→ **The exercise**: Lay out every line of the records below as a Markdown table with the columns "Row" and "Text", numbering the rows and skipping blank lines. Omit the pictures.

Records of box annotation data
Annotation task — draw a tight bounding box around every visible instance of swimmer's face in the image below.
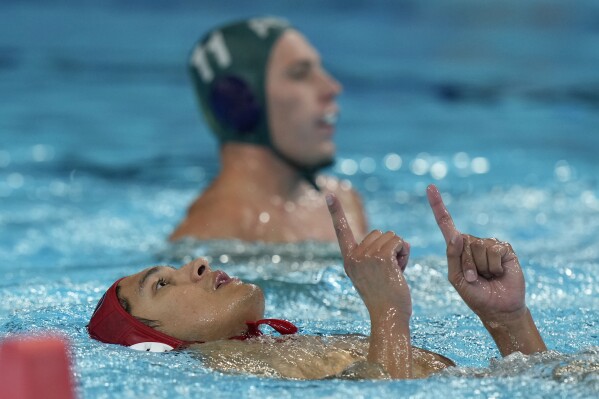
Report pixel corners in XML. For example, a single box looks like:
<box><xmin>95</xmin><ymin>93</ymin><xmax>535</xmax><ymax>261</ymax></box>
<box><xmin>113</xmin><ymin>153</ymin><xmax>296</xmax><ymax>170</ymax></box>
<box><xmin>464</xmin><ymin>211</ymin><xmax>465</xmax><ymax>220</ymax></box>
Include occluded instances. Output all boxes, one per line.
<box><xmin>119</xmin><ymin>258</ymin><xmax>264</xmax><ymax>342</ymax></box>
<box><xmin>266</xmin><ymin>29</ymin><xmax>341</xmax><ymax>167</ymax></box>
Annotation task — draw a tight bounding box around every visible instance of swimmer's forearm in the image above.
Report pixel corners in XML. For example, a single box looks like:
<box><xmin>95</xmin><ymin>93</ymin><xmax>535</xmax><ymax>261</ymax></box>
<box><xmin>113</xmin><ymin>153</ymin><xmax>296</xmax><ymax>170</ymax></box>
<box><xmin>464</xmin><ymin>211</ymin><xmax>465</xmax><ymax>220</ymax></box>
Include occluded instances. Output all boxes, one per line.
<box><xmin>482</xmin><ymin>308</ymin><xmax>547</xmax><ymax>356</ymax></box>
<box><xmin>367</xmin><ymin>309</ymin><xmax>413</xmax><ymax>379</ymax></box>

→ **Task response**:
| Row | Text |
|---|---|
| 1 | Annotation task — draw a tight bounding box around every visible instance of swimmer's face in the image below. |
| 2 | Report pixel corners in XML. For example, a single box looks like: |
| 3 | <box><xmin>95</xmin><ymin>93</ymin><xmax>535</xmax><ymax>261</ymax></box> |
| 4 | <box><xmin>113</xmin><ymin>153</ymin><xmax>296</xmax><ymax>170</ymax></box> |
| 5 | <box><xmin>464</xmin><ymin>211</ymin><xmax>465</xmax><ymax>220</ymax></box> |
| 6 | Include occluded instances. Output all boxes, one per line. |
| 7 | <box><xmin>119</xmin><ymin>258</ymin><xmax>264</xmax><ymax>342</ymax></box> |
| 8 | <box><xmin>266</xmin><ymin>29</ymin><xmax>341</xmax><ymax>167</ymax></box> |
| 9 | Annotation task — draw a tight bounding box around every visible instance of swimmer's forearm in the image above. |
| 10 | Report pixel corners in XML. For example, a single box looks like: |
| 11 | <box><xmin>95</xmin><ymin>93</ymin><xmax>535</xmax><ymax>261</ymax></box> |
| 12 | <box><xmin>113</xmin><ymin>153</ymin><xmax>296</xmax><ymax>170</ymax></box> |
| 13 | <box><xmin>464</xmin><ymin>211</ymin><xmax>465</xmax><ymax>220</ymax></box> |
| 14 | Include occluded instances. Output all boxes, one per line. |
| 15 | <box><xmin>482</xmin><ymin>308</ymin><xmax>547</xmax><ymax>356</ymax></box> |
| 16 | <box><xmin>367</xmin><ymin>309</ymin><xmax>413</xmax><ymax>379</ymax></box> |